◆ Extract to read:
• • •

Posted by Andy Kidd on 23-Feb-2018 15:38:54

What is a statutory inspection?


These days, we take it for granted that work equipment – especially hazardous machinery and installations – need regular safety inspections.

After all, the duty to inspect work equipment has long been enshrined in law. Under the Health & Safety at Work etc Act 1974, duty holders such as owners and employers have an obligation to ensure every item of equipment provided to, or used by, their employees is safe.

The type and nature of engineering inspection required varies depending on the equipment and which other regulations it falls under. But, as a general rule, the more hazardous the equipment, the more regular and thorough any inspection must be.

To guide you through the statutory inspection requirements for common types of equipment, this post gives you a little background to the statutory inspection regime and the regulations you need to be aware of.

Click here to download 'Essential questions to ask your engineering inspection  supplier'

A quick history of the statutory inspection

The earliest statutory inspections date back to mid 19th century in Manchester, then the epicentre of the Industrial Revolution. At this time, there were some 50,000 steam boilers within a 10-mile radius of the city centre.

Unfortunately, as boilers became larger and operated at higher pressures, explosions were more frequent and many people were injured and/or killed. To get an idea of the carnage such explosions caused, have a look at this publication: ‘Boiler Explosions in Pictures’.

By the 1850s, the engineer Sir William Fairbairn was pressing for regular inspections of steam boilers, believing that avoidable mechanical faults could be identified before disaster struck. To do this he founded the Manchester Steam Users’ Association in 1854, which undertook periodic inspections of boilers.

Although the later Boiler Explosions Act of 1882 determined that boiler explosions should be investigated by The Board of Trade Surveyors, it took nearly 20 years and over 1,000 more boiler explosions before the Factories and Workshops Act 1901 made it a legal requirement for 'competent persons' to carry out regular and thorough inspections of boilers. This was the first time it became a legal duty to inspect any item of equipment. It set in place future legislation to improve plant safety by introducing inspection regimes.

Today, the main groups of plant that need statutory inspections by 'Competent Persons' are:

  • Boiler plant/pressure systems
  • Lifting equipment
  • COSHH (Control of Substances Hazardous to Health) Regulations, usually known as Local Exhaust Ventilation (LEV)
  • Power presses; and
  • Electrical equipment.

In an upcoming post, we’ll be looking in detail at which items of equipment under these categories need statutory inspection. Here, we'll concentrate on which regulations cover each of these plant categories with information on what the inspection requirements are.

Boiler plant/pressure systems

The inspection requirements for this category are consolidated under the Pressure Systems Safety Regulations, 2000 (PSSR). They cover all systems comprising of one or more rigid vessels with associated pipework and protective devices, whether they contain steam, pressured gases or other fluids that are kept artificially under pressure and which become gases on release into the atmosphere.

PSSR demands that a 'competent person' inspects these systems with reference to a relevant Written Scheme of Examination (WSE). It is worth noting that a system (except for steam systems) requires a WSE when it contains a vessel exceeding 250 bar litres (product of volume and maximum pressure). A WSE is a document that identifies the extent of the pressure system and outlines its examination requirements, based on an analysis of foreseeable failure mechanisms. Normally, this involves a thorough inspection while the system is ‘out of service’ and vessels are opened, as well as a working examination under operating conditions.

• • •

◆ Work to be completed:
Continue the post on statutory inspections of work equipment from the point where it stops.

• • •

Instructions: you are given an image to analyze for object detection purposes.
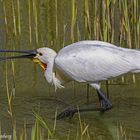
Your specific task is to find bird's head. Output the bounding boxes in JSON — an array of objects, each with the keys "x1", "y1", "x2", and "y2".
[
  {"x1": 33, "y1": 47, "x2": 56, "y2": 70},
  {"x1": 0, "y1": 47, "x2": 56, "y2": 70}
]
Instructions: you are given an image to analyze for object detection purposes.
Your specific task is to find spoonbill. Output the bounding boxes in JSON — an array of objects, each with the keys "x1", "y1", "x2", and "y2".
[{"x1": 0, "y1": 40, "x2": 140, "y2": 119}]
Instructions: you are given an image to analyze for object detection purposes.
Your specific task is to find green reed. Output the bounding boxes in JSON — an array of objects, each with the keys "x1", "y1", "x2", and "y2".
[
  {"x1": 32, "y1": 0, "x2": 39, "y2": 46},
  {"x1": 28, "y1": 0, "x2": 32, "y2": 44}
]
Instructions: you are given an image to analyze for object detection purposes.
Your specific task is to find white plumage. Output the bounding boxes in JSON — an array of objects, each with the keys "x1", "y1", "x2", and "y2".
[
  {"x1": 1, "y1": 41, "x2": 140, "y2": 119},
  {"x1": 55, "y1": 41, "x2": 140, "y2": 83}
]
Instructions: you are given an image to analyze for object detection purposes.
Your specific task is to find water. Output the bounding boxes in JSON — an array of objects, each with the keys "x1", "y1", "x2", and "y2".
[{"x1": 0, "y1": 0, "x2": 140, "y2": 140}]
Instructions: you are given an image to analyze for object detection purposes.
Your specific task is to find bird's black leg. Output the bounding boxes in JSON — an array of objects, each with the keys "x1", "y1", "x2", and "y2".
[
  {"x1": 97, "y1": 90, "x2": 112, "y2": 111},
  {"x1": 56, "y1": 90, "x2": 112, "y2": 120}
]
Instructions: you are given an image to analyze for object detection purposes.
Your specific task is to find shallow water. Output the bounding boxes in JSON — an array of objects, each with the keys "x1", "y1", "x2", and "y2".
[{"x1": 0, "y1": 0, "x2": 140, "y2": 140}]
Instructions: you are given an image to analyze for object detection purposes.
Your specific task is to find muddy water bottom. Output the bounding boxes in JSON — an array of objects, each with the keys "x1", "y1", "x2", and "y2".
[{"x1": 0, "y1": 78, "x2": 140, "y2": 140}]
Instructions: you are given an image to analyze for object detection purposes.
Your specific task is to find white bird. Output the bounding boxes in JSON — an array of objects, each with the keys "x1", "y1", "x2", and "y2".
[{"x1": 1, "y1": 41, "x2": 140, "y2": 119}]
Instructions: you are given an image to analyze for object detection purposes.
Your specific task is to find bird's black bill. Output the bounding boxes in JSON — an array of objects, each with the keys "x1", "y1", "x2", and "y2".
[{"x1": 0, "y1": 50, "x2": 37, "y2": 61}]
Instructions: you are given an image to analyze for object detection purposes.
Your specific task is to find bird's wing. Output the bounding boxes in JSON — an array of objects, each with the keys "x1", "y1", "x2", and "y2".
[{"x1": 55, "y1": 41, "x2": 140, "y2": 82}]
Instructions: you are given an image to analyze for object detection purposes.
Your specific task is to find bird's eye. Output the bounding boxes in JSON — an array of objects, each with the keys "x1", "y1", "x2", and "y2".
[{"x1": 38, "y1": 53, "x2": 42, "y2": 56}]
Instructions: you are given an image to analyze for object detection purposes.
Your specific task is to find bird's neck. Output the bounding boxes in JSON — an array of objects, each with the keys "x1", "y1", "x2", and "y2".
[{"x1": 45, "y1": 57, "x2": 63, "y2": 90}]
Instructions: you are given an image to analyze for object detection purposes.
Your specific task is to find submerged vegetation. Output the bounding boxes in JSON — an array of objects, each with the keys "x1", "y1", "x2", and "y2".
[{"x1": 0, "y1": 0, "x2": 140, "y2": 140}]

• • •

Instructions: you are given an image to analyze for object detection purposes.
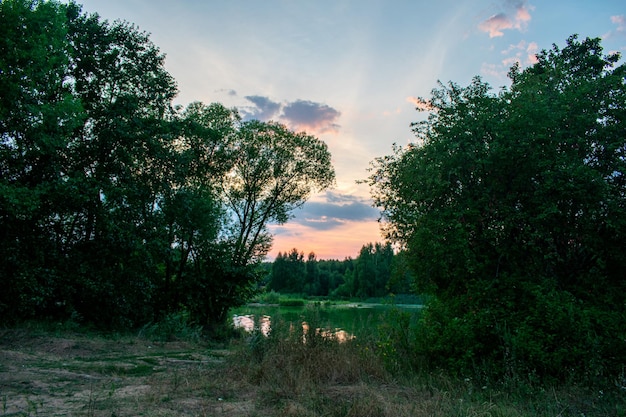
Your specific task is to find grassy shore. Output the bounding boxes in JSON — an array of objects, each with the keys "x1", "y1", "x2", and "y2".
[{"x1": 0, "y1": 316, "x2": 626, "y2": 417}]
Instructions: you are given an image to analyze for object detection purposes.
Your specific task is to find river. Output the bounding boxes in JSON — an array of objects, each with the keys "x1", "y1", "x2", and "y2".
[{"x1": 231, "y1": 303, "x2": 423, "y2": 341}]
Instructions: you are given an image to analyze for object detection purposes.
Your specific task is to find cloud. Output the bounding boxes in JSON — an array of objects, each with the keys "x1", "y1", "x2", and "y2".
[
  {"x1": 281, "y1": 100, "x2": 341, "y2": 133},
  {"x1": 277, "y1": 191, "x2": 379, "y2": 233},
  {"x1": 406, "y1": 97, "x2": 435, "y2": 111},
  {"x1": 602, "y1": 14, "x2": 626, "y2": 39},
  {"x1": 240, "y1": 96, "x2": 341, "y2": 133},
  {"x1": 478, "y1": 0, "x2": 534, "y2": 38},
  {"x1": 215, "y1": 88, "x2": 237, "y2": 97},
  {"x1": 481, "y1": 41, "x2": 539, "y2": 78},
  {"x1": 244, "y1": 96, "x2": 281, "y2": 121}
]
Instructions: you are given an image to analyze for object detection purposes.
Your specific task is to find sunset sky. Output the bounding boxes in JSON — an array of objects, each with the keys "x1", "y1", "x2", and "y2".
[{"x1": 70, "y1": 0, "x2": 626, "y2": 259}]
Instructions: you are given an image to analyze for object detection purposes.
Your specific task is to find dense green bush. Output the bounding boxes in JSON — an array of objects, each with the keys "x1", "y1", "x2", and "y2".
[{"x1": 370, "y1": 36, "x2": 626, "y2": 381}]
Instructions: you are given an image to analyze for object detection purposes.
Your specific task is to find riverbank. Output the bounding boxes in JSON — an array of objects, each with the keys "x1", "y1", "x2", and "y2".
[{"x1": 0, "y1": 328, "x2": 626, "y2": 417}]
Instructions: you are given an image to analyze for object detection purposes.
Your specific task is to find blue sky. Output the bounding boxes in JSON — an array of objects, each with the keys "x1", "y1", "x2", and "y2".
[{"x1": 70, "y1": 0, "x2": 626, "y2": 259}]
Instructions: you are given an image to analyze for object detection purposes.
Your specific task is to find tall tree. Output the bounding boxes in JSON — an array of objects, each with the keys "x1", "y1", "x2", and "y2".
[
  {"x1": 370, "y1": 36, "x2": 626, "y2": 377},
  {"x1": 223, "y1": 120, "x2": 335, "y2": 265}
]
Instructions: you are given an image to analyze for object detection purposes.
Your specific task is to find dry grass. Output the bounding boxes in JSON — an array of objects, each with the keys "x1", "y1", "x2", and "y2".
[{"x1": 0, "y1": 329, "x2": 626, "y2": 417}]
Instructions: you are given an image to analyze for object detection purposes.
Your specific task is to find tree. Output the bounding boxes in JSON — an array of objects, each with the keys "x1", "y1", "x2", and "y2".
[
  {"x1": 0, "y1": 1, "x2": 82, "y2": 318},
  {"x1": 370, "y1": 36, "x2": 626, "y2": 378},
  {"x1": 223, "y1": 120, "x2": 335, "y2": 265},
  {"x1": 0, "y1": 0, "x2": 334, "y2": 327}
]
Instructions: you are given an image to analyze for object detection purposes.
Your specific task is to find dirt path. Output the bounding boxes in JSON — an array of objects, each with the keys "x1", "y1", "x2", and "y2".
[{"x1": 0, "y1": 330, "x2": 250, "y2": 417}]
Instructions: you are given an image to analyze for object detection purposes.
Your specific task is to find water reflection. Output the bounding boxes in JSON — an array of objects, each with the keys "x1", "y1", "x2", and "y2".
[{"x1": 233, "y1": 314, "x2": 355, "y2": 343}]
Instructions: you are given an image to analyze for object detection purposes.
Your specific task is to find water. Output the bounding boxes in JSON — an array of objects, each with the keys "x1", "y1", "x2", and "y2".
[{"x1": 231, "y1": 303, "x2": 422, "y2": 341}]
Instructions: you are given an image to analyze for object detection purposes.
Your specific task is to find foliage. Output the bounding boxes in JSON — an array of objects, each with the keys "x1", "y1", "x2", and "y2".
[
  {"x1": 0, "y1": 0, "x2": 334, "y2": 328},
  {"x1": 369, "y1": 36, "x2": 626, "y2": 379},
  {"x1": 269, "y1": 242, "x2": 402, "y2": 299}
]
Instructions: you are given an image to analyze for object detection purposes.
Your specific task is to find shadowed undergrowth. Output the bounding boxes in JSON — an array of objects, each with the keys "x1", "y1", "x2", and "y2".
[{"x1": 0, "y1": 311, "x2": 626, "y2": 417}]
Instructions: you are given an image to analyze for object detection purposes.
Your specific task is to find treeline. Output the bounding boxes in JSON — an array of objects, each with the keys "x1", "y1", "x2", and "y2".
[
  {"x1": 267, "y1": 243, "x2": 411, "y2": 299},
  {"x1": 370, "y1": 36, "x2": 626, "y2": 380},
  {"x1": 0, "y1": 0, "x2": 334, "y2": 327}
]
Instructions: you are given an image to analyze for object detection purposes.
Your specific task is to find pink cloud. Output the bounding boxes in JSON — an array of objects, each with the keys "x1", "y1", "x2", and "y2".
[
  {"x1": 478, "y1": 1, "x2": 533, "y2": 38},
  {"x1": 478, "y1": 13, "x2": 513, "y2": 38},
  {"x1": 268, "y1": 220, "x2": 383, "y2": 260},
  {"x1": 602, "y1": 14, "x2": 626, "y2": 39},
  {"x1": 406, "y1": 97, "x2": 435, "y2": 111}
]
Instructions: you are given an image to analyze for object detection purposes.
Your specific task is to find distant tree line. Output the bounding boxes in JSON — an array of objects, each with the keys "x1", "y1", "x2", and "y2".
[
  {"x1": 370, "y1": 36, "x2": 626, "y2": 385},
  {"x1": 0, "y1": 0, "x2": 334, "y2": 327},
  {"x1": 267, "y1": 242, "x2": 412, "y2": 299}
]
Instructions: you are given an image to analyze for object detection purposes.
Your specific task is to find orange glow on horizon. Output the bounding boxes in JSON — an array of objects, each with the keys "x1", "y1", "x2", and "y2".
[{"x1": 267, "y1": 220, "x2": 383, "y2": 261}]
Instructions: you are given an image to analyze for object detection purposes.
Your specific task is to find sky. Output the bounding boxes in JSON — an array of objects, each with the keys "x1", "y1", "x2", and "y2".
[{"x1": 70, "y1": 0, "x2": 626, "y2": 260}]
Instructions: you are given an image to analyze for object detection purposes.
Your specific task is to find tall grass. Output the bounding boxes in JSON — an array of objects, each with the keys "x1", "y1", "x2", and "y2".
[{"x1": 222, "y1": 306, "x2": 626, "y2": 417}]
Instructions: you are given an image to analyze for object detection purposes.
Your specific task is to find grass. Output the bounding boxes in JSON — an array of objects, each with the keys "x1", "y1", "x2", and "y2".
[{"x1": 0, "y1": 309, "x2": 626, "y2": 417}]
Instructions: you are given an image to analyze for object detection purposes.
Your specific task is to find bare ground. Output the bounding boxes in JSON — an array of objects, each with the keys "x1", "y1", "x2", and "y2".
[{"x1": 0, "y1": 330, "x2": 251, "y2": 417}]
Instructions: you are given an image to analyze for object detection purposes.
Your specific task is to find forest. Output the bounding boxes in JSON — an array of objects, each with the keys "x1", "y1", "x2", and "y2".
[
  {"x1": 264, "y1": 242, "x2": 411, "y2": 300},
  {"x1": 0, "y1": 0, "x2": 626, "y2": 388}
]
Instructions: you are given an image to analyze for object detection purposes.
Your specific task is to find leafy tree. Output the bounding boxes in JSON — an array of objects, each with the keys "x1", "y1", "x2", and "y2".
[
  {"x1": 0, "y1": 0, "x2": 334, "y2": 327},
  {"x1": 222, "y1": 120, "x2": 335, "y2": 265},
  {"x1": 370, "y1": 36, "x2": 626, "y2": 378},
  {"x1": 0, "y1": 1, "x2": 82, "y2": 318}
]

• • •

◆ Exercise output:
Click here to download 'Essential questions to ask your engineering inspection  supplier'

The frequency of inspections is determined by risk assessing the likelihood of potential failure mechanisims occurring, based on predicted operating conditions and should be clearly specified in the WSE.

The Safety Assessment Federation (SAFed) publishes Guidelines of Periodicity of Examination, which specifies inspection frequencies that range from every 14 months for steam boilers and ovens, to every 48 months for air conditioning plant above 25kW.

SAFed represents the UK independent engineering inspection and certification industry, which plays a key role in maintaining high standards of safety within the workplace.

It acts as a focal point for all issues and concerns relating to the statutory inspection and certification, safe use and operation of plant, machinery and equipment.

For more information on PSSR, please download our Guide to Inspection Services and review pp15 - Pressure Systems.

Lifting equipment

Equipment such as cranes, fork lift trucks, telehandlers, lifts and other machinery designed to lift or lower a load are covered by The Lifting Operations and Lifting Equipment Regulations 1998 (LOLER).

It is recommended that such items should be inspected by a 'competent person' who is independent and impartial, who can make objective decisions on the safety of the plant. LOLER requires that equipment used to lift and lower people is examined every six months, with other equipment and related plant being inspected every 12 months. However, LOLER does allow a risk-assessment based approach, which requires that a WSE is created, which may result in longer or shorter periods between inspections. For more information on LOLER, please download our dedicated guide here, written by Technical Manager, Paul Forrster.

Control of Substances Hazardous to Health (COSHH) - Local Exhaust Ventilation (LEV)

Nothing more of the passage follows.